-------- TEXTO DE LEITURA

Existe relação entre os hábitos alimentares, a prática de esportes e a saúde bucal sem que necessariamente estejamos falando sobre a cárie? Sim, existe esta relação e vamos falar um pouco sobre as lesões não cariosas (LNC). Estas LNC envolvem a perda dos tecidos duros dentários (esmalte e dentina), especialmente o esmalte, e apresentam causas variadas.
Dentre as LNC, vamos conversar mais detalhadamente sobre a erosão do esmalte e a saúde bucal. Na Odontologia, o termo erosão está relacionado à perda do esmalte dentário ocasionada por agentes ácidos. Na verdade, os ácidos, por si só, não são capazes de promover esta perda do esmalte, mas sim responsáveis por um processo de perda mineral (desmineralização). Uma vez desmineralizado, este esmalte torna-se enfraquecido e extremamente susceptível a desgastes provocados pela escovação ou mastigação de alimentos duros, por exemplo.
Os ácidos responsáveis pela erosão têm origens variadas. O ácido clorídrico estomacal é o único de origem intrínseca, ou seja, proveniente do próprio organismo e chega à boca se há episódios de vômitos ou regurgitações. Os ácidos de origem extrínseca podem ser provenientes de medicamentos (vitamina C, aspirina) ou da dieta. Desta forma, os ácidos atuam como agentes agressores da estrutura dentária. Por outro lado, a saliva exerce função protetora destas estruturas por atuar como agente remineralizador e neutralizador do pH.
Observa-se que os indivíduos com estilo de vida mais saudável podem apresentar maior propensão ao desenvolvimento da erosão do esmalte. Afinal, há o consumo frequente de uma dieta rica em frutas, alimentos fibrosos, saladas temperadas com vinagres ou limão etc. Neste caso, claro que não podemos desestimular o consumo desta alimentação saudável, mas é necessária a orientação para o consumo racional das substâncias ácidas, consideradas potencialmente erosivas para auxiliar na saúde bucal. Outro detalhe interessante é que indivíduos que apresentam lesões erosivas costumam ser exímios escovadores.
Segundo Garone Filho & Silva (2008), 75% dos indivíduos que seguem uma dieta vegetariana apresentam erosão, pois os vegetarianos costumam fracionar a sua dieta em várias refeições ao dia, com alimentação à base de frutas cítricas e silvestres, alimentos fibrosos e duros (abrasivos). Os alimentos abrasivos são aqueles que exigem mais do ato de mastigar, como por exemplo, cenoura crua, rabanete, castanhas, granolas, pães muito fibrosos etc.

----------------

* _TAREFAS A REALIZAR_
(A) Com base no texto sobre erosão do esmalte, responda:
(i) Qual é o único ácido de origem intrínseca mencionado?
(ii) Que função a saliva exerce sobre as estruturas dentárias?
(iii) Segundo Garone Filho & Silva (2008), que porcentagem dos indivíduos com dieta vegetariana apresenta erosão?
(B) Retome o texto sobre erosão do esmalte a partir da última frase apresentada.
Os registros constituem material independente do texto sobre erosão do esmalte.

-------- REGISTROS EXTRAÍDOS

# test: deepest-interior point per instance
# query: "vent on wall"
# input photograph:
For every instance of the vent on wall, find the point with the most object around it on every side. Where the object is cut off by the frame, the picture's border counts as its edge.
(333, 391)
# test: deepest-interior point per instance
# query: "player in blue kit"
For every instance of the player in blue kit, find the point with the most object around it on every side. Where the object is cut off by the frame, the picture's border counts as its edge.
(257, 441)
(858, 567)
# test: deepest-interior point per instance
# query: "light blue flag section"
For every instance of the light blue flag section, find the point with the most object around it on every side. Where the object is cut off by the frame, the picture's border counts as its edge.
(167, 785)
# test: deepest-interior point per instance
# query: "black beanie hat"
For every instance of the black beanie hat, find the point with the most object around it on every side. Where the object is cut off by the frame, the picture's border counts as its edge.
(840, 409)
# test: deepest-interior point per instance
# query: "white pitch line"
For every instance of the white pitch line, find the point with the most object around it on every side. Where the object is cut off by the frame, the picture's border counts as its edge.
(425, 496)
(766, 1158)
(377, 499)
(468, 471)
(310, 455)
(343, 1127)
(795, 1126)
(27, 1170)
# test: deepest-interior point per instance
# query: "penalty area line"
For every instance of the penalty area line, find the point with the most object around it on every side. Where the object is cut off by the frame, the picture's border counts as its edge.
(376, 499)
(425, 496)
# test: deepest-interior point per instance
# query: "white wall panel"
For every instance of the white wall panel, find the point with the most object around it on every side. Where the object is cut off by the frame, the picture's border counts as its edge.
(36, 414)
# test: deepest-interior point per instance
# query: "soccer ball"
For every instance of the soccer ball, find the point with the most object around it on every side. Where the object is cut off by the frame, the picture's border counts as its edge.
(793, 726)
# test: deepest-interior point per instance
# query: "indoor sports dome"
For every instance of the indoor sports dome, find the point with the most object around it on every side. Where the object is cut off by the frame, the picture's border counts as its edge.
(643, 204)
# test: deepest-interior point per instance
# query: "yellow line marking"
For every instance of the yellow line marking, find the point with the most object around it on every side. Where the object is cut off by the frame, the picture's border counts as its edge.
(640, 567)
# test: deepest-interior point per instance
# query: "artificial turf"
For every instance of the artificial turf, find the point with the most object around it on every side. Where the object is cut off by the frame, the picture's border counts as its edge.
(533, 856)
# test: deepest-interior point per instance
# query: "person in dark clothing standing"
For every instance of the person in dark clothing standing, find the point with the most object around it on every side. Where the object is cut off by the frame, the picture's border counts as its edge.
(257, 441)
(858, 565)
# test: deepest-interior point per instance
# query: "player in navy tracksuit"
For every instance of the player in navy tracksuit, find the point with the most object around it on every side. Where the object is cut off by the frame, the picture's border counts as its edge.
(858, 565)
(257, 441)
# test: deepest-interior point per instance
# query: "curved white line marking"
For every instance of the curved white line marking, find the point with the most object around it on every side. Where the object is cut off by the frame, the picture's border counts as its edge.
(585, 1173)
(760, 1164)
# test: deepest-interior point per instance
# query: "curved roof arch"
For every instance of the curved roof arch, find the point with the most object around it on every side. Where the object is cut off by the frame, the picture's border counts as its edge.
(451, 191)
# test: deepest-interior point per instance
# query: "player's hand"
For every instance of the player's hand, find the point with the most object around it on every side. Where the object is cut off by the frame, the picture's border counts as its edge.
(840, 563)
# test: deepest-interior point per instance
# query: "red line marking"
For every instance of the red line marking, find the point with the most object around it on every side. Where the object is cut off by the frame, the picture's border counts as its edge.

----------------

* _RESULTADOS DO EXERCÍCIO_
(A)
(i) O ácido clorídrico estomacal.
(ii) Uma função protetora, como agente remineralizador e neutralizador do pH.
(iii) 75%.

(B)
Claro que se deve estimular a ingestão de alimentos saudáveis para ajudar na saúde bucal, mas algumas dicas podem ajudar o consumo racional destes alimentos para evitar lesões erosivas. Assim, deve-se evitar o consumo ao mesmo tempo de um alimento abrasivo (áspero e duro) após a ingestão de alimentos ácidos ou consumir este alimento abrasivo antes do alimento ácido, por exemplo. Outra questão a ser considerada é que a escovação logo após a ingestão de algum alimento ácido não é indicada. Deve-se aguardar um período de até 30 minutos para que a saliva exerça naturalmente o seu papel protetor e a ação conjunta das cerdas da escova + os abrasivos presentes no creme dental + o agente ácido não atuem negativamente sobre os dentes por ação erosiva /abrasiva.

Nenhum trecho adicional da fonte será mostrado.